ACTION ITEM: The task requires restating, word for word, the lines of the entries below from the one containing "the laptop screen" through the final one, both included.
PROVIDED RECORDS START
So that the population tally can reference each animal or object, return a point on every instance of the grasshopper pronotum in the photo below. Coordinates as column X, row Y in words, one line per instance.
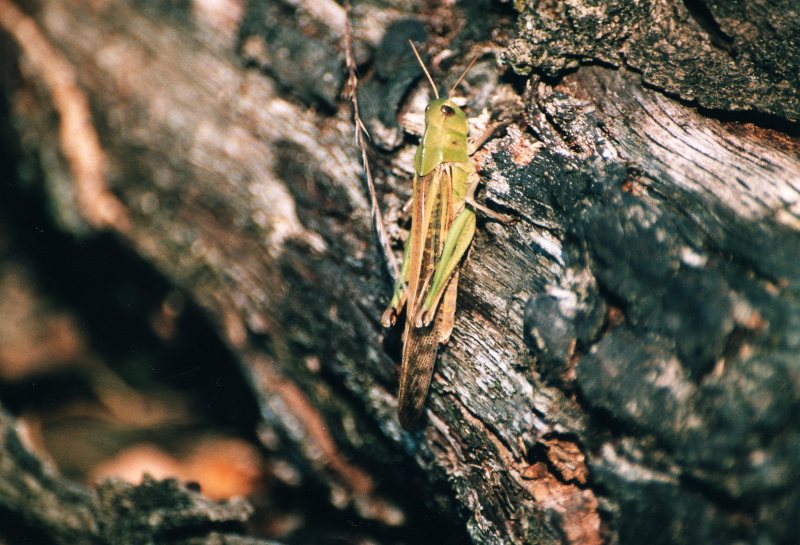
column 442, row 227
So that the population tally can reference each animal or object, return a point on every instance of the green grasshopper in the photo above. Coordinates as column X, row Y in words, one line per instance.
column 442, row 228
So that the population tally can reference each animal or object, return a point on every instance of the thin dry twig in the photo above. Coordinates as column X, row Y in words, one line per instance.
column 361, row 135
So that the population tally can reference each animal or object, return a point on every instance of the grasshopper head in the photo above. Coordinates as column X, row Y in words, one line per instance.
column 446, row 114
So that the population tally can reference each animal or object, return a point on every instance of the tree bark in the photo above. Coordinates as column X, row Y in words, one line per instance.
column 624, row 363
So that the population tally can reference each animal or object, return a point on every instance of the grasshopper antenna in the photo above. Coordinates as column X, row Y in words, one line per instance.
column 422, row 64
column 461, row 77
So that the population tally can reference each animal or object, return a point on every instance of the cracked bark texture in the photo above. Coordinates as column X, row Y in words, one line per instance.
column 624, row 363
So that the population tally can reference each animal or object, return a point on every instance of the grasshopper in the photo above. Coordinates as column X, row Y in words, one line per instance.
column 442, row 228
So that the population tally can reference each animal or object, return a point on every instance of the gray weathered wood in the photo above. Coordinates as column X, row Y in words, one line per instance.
column 624, row 363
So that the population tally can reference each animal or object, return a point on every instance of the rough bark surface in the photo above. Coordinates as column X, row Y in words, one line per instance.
column 624, row 363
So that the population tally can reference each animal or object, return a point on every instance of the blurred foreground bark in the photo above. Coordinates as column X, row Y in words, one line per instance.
column 624, row 366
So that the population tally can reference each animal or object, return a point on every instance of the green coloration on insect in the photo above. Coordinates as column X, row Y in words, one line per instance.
column 442, row 227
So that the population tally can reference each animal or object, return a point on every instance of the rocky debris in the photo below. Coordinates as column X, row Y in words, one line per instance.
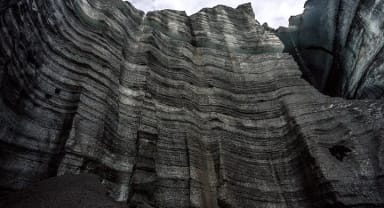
column 339, row 46
column 75, row 191
column 173, row 110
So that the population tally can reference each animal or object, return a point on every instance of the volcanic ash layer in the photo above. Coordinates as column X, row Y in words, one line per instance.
column 178, row 111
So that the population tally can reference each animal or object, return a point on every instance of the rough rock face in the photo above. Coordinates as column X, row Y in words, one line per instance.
column 339, row 45
column 75, row 191
column 176, row 111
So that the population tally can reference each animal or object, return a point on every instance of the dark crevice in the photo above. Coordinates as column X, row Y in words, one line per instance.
column 340, row 152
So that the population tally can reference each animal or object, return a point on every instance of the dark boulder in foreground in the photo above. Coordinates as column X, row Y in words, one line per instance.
column 171, row 110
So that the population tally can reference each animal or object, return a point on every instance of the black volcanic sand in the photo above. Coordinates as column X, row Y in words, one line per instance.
column 69, row 191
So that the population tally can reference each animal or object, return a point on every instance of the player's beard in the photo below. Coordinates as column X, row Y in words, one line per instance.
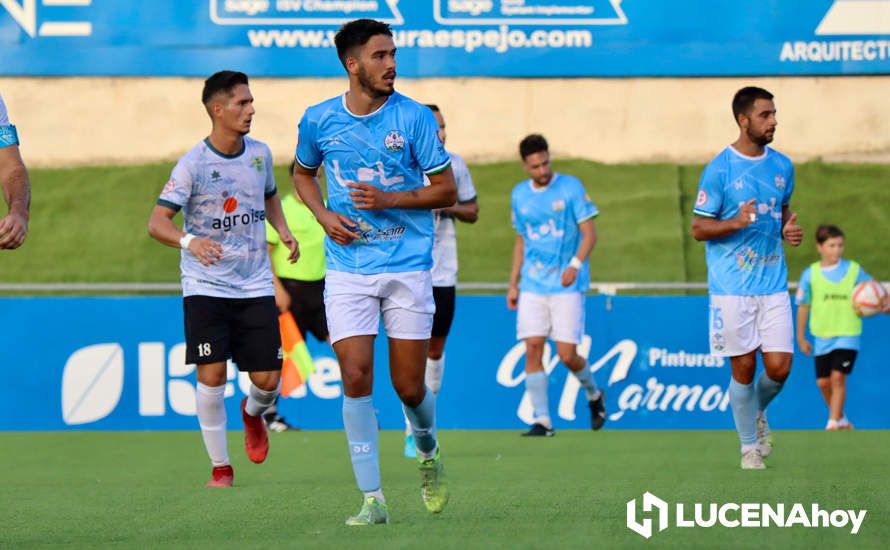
column 367, row 84
column 760, row 139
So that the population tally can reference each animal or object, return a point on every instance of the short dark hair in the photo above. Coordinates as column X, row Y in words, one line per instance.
column 744, row 99
column 531, row 144
column 222, row 81
column 827, row 231
column 357, row 33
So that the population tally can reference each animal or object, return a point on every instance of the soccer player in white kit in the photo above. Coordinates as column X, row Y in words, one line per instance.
column 445, row 269
column 743, row 213
column 225, row 190
column 377, row 145
column 15, row 185
column 555, row 234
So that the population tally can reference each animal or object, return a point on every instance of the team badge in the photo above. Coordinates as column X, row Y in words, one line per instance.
column 702, row 198
column 394, row 141
column 230, row 204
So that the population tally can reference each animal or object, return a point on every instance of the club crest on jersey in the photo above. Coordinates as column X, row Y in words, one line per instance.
column 394, row 141
column 230, row 204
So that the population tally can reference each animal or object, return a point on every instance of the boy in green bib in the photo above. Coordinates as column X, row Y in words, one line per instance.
column 825, row 297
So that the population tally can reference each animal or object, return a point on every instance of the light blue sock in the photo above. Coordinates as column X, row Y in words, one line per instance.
column 360, row 422
column 743, row 401
column 536, row 386
column 766, row 389
column 423, row 423
column 586, row 380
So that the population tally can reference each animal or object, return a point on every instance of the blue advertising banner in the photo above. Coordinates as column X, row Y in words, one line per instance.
column 443, row 38
column 118, row 364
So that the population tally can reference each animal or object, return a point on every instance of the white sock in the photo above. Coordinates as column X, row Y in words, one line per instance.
column 435, row 368
column 258, row 401
column 212, row 418
column 378, row 494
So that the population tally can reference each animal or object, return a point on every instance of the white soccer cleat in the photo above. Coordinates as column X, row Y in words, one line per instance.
column 753, row 460
column 764, row 436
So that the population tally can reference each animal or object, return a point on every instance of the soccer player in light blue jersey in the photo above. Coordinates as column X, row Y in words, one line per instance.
column 376, row 146
column 743, row 213
column 444, row 270
column 15, row 186
column 225, row 190
column 555, row 234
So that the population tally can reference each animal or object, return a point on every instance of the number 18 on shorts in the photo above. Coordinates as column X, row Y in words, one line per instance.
column 741, row 324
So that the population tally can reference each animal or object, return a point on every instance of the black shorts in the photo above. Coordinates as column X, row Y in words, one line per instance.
column 242, row 329
column 307, row 306
column 444, row 298
column 839, row 359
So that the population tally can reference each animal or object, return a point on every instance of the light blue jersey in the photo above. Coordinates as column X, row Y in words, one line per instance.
column 223, row 198
column 8, row 135
column 804, row 297
column 547, row 218
column 391, row 148
column 751, row 261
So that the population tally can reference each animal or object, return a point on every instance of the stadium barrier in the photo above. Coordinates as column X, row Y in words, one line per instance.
column 118, row 364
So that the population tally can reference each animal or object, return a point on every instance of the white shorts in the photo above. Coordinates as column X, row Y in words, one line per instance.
column 559, row 317
column 353, row 304
column 742, row 324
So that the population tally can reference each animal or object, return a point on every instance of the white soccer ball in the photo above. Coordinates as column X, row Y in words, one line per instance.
column 869, row 296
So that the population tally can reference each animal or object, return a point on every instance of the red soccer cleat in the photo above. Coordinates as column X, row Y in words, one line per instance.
column 222, row 476
column 256, row 440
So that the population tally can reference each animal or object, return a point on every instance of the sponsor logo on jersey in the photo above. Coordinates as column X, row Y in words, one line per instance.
column 702, row 198
column 749, row 259
column 227, row 223
column 394, row 141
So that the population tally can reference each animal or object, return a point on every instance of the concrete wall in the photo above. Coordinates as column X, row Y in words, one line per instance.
column 66, row 122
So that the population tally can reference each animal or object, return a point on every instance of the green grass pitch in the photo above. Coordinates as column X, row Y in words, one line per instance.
column 145, row 490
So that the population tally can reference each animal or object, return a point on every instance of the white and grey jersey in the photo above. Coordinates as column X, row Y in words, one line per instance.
column 445, row 243
column 222, row 198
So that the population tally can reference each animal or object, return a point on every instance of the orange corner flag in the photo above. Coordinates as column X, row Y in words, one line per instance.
column 297, row 366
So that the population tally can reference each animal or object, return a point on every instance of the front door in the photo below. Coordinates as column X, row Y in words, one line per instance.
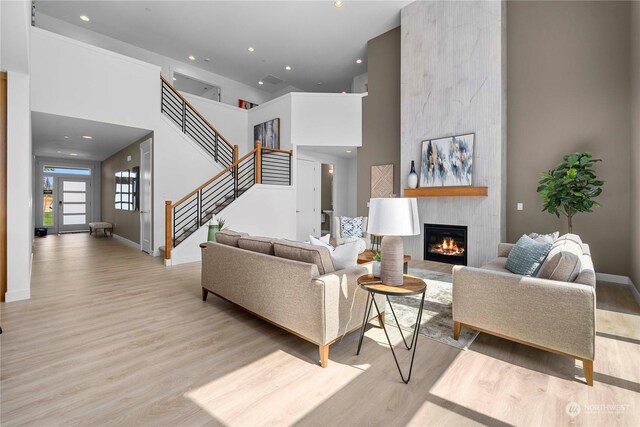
column 74, row 204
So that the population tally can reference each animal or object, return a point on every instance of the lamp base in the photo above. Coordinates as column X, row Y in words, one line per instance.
column 392, row 258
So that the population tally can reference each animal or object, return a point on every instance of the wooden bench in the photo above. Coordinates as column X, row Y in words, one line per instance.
column 104, row 226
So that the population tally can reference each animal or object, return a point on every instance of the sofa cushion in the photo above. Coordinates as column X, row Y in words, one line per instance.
column 263, row 245
column 526, row 256
column 305, row 252
column 563, row 261
column 229, row 237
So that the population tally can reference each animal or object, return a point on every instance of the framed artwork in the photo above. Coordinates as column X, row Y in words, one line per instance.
column 447, row 162
column 382, row 181
column 268, row 133
column 246, row 105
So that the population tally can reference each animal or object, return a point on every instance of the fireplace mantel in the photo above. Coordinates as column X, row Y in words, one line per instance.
column 462, row 191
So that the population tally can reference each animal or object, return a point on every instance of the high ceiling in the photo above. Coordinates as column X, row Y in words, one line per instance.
column 319, row 41
column 62, row 137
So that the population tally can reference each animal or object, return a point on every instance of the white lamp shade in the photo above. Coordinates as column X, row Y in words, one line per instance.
column 394, row 217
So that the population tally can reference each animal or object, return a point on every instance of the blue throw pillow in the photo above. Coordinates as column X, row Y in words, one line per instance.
column 350, row 227
column 527, row 255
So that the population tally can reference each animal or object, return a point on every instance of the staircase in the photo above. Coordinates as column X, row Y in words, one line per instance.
column 259, row 166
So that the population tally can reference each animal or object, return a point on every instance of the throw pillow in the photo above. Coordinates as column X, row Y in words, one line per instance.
column 527, row 255
column 350, row 227
column 345, row 256
column 545, row 238
column 322, row 241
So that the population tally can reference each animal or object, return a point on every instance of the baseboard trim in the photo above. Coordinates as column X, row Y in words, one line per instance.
column 620, row 280
column 22, row 294
column 126, row 241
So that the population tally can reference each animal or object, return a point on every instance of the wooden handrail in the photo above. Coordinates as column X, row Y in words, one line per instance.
column 228, row 168
column 196, row 111
column 290, row 152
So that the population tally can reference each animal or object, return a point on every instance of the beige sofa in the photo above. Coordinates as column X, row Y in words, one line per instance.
column 555, row 311
column 289, row 284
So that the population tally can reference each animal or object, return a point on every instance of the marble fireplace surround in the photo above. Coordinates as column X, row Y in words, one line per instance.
column 453, row 81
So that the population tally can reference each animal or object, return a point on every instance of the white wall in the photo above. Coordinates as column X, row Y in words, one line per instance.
column 326, row 119
column 343, row 186
column 272, row 203
column 231, row 89
column 231, row 122
column 19, row 188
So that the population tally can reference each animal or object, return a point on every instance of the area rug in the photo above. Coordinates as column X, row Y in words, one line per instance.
column 437, row 319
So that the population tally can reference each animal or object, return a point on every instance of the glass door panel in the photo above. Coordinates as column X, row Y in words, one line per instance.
column 72, row 207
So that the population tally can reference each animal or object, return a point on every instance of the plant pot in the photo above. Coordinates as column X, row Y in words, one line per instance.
column 376, row 268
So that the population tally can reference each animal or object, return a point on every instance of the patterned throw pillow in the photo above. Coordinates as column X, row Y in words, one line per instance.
column 527, row 255
column 350, row 227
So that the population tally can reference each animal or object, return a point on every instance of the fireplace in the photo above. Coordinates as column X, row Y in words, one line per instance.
column 445, row 243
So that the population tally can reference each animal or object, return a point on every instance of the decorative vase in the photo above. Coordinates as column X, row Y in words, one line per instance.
column 213, row 230
column 412, row 179
column 376, row 268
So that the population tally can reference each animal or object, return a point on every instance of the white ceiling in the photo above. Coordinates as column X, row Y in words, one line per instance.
column 49, row 131
column 319, row 41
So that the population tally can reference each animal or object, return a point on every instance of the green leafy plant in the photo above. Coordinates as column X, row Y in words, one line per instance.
column 570, row 187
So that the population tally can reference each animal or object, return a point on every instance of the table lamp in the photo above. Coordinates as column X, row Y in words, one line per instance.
column 392, row 218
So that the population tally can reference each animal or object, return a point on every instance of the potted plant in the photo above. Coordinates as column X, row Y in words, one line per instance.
column 215, row 225
column 570, row 187
column 376, row 264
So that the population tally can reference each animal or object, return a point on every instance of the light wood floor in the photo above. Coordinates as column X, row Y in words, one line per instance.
column 112, row 337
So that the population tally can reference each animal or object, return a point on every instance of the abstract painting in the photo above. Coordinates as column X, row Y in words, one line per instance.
column 447, row 162
column 268, row 133
column 382, row 181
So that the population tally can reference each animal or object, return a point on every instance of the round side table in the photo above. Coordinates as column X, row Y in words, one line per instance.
column 411, row 286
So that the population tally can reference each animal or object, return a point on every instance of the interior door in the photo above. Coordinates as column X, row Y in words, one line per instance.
column 145, row 197
column 307, row 216
column 74, row 203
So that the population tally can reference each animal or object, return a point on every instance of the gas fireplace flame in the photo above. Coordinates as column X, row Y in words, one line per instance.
column 447, row 246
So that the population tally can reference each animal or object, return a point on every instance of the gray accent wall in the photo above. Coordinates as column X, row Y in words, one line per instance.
column 569, row 90
column 453, row 82
column 380, row 115
column 635, row 144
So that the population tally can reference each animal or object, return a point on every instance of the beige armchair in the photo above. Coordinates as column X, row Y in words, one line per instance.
column 542, row 312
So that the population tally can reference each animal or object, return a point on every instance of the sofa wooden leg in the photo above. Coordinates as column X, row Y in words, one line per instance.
column 456, row 330
column 324, row 355
column 587, row 367
column 381, row 319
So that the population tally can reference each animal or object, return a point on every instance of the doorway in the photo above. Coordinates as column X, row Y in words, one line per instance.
column 307, row 199
column 146, row 203
column 73, row 202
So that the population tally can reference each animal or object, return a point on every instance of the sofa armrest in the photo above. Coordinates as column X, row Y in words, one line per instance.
column 504, row 249
column 548, row 313
column 344, row 300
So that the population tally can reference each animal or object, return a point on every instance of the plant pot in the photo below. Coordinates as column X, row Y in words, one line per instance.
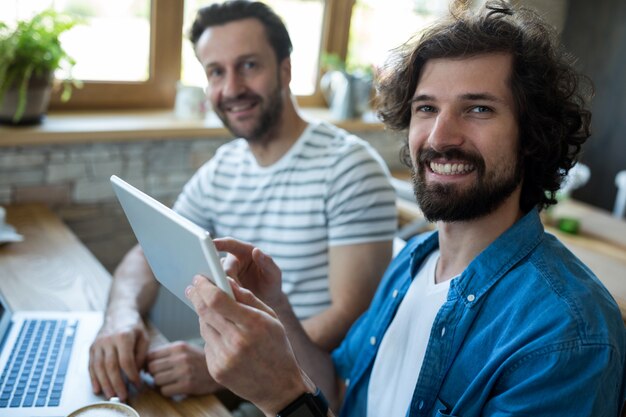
column 37, row 100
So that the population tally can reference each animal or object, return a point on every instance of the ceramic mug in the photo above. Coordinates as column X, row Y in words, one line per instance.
column 191, row 102
column 111, row 408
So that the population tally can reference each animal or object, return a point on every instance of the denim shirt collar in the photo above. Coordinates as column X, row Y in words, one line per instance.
column 492, row 263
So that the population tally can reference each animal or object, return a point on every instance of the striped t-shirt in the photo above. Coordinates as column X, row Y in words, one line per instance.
column 331, row 188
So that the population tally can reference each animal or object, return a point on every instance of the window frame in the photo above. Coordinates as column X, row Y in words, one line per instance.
column 166, row 37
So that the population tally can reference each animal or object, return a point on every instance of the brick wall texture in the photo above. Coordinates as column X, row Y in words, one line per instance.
column 73, row 180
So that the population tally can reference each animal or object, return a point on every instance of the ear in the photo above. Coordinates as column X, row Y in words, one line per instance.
column 285, row 72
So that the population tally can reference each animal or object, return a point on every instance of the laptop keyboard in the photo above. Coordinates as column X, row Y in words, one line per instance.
column 35, row 372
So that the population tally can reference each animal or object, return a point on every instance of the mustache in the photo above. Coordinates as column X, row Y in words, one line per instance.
column 425, row 156
column 233, row 100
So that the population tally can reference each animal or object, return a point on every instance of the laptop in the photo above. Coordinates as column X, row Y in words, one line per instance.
column 176, row 248
column 44, row 359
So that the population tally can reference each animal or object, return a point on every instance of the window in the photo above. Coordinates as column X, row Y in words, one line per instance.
column 136, row 49
column 132, row 48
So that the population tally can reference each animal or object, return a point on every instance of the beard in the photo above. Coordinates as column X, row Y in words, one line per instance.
column 265, row 123
column 453, row 203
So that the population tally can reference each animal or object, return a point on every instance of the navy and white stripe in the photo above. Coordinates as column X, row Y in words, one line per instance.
column 331, row 188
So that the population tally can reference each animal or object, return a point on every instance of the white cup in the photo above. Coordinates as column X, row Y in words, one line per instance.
column 112, row 408
column 191, row 102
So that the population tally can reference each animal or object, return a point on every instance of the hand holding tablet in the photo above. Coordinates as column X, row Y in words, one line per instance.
column 176, row 248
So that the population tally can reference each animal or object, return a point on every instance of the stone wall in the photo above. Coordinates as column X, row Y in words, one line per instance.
column 73, row 180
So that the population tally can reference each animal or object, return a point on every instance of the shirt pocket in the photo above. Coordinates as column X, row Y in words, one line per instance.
column 441, row 410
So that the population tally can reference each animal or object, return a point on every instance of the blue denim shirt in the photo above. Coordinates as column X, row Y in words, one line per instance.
column 527, row 330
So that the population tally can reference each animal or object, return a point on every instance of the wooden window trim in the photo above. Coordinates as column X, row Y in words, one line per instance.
column 160, row 89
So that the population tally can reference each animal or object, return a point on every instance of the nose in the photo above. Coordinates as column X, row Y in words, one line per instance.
column 233, row 85
column 446, row 131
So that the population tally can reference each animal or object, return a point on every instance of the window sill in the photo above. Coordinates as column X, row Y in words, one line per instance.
column 125, row 126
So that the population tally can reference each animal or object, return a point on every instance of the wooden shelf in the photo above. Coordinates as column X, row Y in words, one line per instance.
column 115, row 126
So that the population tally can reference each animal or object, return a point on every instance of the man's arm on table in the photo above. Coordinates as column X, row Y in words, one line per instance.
column 122, row 343
column 354, row 274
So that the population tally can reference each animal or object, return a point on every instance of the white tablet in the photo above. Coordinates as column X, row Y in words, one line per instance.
column 175, row 247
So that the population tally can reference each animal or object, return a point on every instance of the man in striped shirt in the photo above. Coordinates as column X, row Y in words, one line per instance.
column 314, row 197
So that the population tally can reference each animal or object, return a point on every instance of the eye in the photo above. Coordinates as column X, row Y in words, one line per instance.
column 214, row 72
column 248, row 65
column 424, row 109
column 481, row 109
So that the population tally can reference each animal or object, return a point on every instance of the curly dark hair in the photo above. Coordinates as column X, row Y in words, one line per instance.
column 550, row 96
column 229, row 11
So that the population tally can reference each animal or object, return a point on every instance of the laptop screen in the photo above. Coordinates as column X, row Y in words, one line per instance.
column 5, row 321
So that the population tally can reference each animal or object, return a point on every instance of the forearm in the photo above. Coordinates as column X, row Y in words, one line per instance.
column 314, row 360
column 134, row 287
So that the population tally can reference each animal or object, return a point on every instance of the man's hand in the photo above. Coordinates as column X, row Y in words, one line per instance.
column 246, row 347
column 120, row 349
column 180, row 368
column 252, row 269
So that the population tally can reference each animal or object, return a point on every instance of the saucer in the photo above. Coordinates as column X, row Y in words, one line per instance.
column 8, row 234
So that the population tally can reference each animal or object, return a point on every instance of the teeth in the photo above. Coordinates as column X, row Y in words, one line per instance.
column 240, row 108
column 451, row 169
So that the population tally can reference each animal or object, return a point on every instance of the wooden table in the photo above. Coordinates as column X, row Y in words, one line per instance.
column 600, row 243
column 52, row 270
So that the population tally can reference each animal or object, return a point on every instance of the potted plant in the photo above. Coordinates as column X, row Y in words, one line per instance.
column 29, row 55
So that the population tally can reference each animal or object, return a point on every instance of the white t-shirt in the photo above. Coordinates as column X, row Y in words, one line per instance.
column 331, row 188
column 401, row 353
PROVIDED RECORDS END
TASK SOLUTION:
So that the population tally can reference each animal or object, return a point on every instance of the laptop screen in the photo above. Coordinates as column X, row Y in words, one line per instance.
column 5, row 321
So that the population tally can reference each animal or object, return a point on every instance of the forearm in the photo above. Coordinates as column X, row Y in words, one line per instance.
column 314, row 360
column 134, row 287
So that the population tally can reference each animal or object, return a point on every instance of the man's hand in the photo above. Coordinates as column X, row Y in words, one line per instance.
column 246, row 347
column 120, row 349
column 180, row 368
column 252, row 269
So that the population tally can reference each animal or object, return a point on every instance of the saucer in the photo above. Coordinates as column X, row Y in words, one line per instance.
column 8, row 234
So that the population tally can reference each animal or object, return a point on every instance of the teeth in the photo above. Coordinates as column X, row Y in words, one line per instance.
column 240, row 108
column 451, row 169
So that the population tally can reference each animal or object, return a point on every instance of the wooden table in the photo above. Coordinates as column X, row Y in words, one line per instance.
column 600, row 243
column 52, row 270
So that the population tally can reference each animal or object, return a point on every instance of the potted plant in the photo above. Coordinates as column X, row Y in words, one line per instance.
column 29, row 55
So that the population tally can reference each animal or object, return a point on every instance of the white t-shirt in the photo above. Coordinates as column X, row Y in words, one line per instance.
column 331, row 188
column 401, row 353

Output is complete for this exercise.